# Given exercise
Write a continuation of the wildflower blog post below, picking up right after its last sentence.

# Text shown
++++++++++++++++++++

My father-in-law the landscape architect.  A funny story:  Whenever my FIL came to visit, he liked to work in the yard.  He usually did a lot of pruning.  One day, he decided to prune back our raspberry patch.  Near the patch were quite a few pots with dirt in them.  He tossed them in the garbage, and the garbage was picked up.  I went out to bring him some ice water and noticed that the pots were gone.  He told me he got rid of them...I think I yelled something like, "MY TRILLIUM!!"  He insisted that there was nothing but dirt in the pots, but my husband assured him that they all had trillium.   Yes, we did tease him a bit about "my poor lost trillium!"
Trillium- As you can see, we were able to find some more.  Trillium is one of my favorite wildflowers....what a beautiful flower! Trillium is a member of the lily family.  They flower April-June and thrive in rich woods or thickets.

Picking a trillium seriously injures the plant by preventing the leaf-like bracts from producing enough food for the following year.  A plant takes many years to recover.  This is why it is illegal to pick or transplant Trillium from public land in Michigan.  Trillium is one of the many plants whose seeds are spread by ants.

                                                Variegated Trillium

Wood Poppy- Member of the Poppy Family.  Flowers March - May.  Grows  in rich woods and bluffs.

++++++++++++++++++++

(Rows from a box-labeling dataset)
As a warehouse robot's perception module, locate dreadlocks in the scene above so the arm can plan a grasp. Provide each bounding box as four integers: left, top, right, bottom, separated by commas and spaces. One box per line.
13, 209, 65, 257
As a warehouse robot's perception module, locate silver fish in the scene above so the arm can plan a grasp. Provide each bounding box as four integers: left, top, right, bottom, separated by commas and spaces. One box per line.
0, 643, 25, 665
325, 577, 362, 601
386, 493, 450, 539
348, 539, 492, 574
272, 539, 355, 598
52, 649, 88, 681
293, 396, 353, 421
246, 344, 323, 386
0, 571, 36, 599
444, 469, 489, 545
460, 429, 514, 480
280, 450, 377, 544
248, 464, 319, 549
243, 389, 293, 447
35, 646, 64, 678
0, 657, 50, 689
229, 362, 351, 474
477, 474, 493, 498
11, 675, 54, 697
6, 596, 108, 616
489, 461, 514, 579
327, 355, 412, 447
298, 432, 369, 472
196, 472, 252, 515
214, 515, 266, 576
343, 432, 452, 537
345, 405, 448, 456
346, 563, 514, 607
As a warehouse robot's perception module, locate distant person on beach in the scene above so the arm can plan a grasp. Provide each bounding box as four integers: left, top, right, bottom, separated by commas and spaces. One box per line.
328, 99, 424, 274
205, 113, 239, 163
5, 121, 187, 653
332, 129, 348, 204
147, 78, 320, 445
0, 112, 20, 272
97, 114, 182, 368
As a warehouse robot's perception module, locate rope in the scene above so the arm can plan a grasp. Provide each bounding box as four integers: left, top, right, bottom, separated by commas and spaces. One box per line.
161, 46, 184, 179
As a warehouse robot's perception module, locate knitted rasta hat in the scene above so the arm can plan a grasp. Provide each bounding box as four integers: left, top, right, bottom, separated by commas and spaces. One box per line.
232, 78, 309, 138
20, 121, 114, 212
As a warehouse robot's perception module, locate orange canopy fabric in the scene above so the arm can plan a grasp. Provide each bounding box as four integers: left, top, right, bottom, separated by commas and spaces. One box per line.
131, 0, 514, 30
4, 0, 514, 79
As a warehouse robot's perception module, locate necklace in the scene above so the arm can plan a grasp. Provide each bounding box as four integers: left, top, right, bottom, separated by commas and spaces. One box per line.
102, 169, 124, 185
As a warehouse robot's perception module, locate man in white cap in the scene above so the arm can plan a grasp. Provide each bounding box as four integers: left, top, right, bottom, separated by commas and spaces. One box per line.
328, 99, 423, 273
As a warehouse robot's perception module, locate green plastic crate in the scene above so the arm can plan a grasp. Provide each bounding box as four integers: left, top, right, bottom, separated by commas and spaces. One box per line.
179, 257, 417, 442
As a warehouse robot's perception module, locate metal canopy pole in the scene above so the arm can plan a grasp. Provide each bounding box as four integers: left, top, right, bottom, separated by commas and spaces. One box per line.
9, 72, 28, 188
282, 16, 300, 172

++++++++++++++++++++

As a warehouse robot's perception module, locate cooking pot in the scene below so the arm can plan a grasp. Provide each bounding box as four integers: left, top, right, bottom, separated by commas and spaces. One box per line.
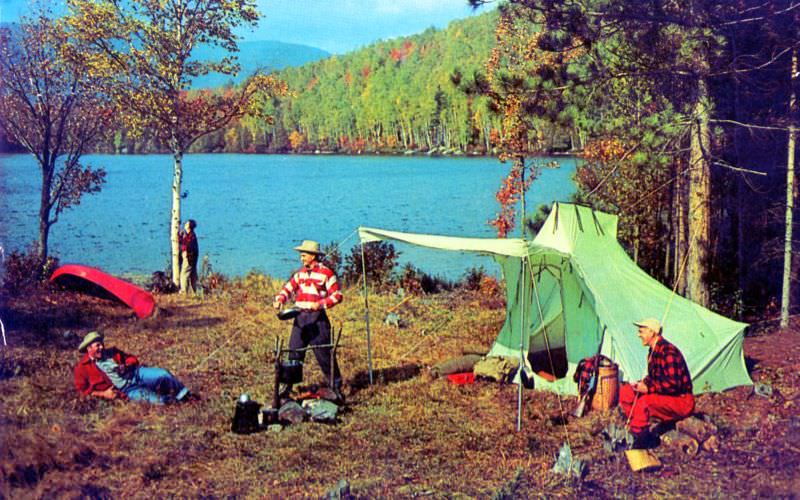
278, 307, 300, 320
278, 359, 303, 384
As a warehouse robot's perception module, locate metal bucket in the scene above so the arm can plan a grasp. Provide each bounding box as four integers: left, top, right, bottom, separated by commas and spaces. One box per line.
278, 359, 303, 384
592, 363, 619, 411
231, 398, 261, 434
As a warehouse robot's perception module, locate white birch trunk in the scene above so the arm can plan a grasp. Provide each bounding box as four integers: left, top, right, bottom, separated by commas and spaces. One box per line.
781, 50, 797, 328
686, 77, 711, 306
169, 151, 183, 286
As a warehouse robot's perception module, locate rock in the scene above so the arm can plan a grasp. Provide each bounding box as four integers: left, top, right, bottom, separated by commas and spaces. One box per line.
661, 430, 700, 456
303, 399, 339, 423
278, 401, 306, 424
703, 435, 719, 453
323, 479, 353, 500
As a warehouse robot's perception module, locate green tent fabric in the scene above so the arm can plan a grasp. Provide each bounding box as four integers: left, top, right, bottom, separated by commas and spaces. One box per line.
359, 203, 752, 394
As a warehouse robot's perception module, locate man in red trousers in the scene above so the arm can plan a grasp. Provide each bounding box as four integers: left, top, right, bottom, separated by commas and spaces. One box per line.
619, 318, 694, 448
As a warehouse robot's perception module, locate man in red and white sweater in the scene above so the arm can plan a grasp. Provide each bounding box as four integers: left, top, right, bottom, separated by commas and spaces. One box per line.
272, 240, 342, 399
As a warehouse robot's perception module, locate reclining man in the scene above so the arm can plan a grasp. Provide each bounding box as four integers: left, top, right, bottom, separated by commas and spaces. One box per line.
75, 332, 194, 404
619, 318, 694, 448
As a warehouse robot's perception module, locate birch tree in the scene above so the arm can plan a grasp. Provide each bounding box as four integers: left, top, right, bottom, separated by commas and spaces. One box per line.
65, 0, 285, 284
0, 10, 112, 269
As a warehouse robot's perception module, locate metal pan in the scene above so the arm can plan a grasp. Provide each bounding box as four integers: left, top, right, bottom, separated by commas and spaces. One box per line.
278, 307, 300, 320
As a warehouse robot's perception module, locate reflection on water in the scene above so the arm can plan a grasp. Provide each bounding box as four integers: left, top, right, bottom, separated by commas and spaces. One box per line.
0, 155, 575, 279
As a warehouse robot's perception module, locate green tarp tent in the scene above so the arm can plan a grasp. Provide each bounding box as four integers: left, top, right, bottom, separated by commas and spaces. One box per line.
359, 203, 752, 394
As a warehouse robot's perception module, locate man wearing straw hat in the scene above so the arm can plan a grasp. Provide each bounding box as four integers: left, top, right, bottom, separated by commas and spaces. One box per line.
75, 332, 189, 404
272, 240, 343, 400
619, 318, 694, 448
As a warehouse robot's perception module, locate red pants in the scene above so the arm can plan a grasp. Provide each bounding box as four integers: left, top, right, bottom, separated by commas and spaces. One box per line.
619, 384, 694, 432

++++++++++++++++++++

# Answer to this problem
Sweet Woodruff -  A member of the Rubiaceae Family.  It blooms from May-June in rich woods.  It is considered an herb.  It has had many uses in the past, the fresh leaves were used in a poultice to heal injuries, it was also used to cure jaundice or liver ailments.  It is currently used for its delightful fragrance when it is dried.  Its fragrance is a combination of freshly cut hay and vanilla.  My MIL taught me about Sweet Woodruff as she was always making potpourri and had this dried herb in small decorative bowls throughout her house.

Forsythia-  This really isn't considered a wild flower, but it is a beautiful flower that blooms in the spring.  It just had to be included!

Bleeding Heart- a member of the Poppy Family.  It blooms from May- August in rocky woods and cliffs.

As I stated earlier, my husband enjoys gardening, thank goodness.  He is supportive of my interests and has enjoyed the wildflowers.  We plan to expand the garden and add a few more plants this year. 

Morel Mushroom- This is also not a wildflower, but a wonderful surprise in our wildflower garden.  Last year, thanks to my brother, we started a mushroom garden.   My husband and son "planted" Wine Cap mushrooms, which did pretty well for the first year.  We also took a risk and "planted" Morels.  It is very difficult to grow Morels, so imagine our surprise when we had 3 Morel mushrooms in our garden this spring.  However, they didn't grow where we planted them...they are a mystery!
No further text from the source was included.